Information provided:
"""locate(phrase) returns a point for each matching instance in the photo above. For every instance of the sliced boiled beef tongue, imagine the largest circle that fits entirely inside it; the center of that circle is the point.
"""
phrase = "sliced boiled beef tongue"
---
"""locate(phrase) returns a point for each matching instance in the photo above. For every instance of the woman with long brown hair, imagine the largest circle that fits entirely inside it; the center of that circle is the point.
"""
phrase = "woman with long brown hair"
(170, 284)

What is needed:
Please report each line in the items above that contains the word "point", copying every such line in full.

The answer:
"""locate(phrase) returns a point for each matching instance in the photo above. For every instance of the sliced boiled beef tongue, imagine the largest circle that fits entirely inside it; the center of that circle is the point.
"""locate(phrase) returns a point for each matching instance in the photo above. For every instance of the woman with long brown hair, imagine the largest circle that fits entirely inside it; the center of that circle is the point.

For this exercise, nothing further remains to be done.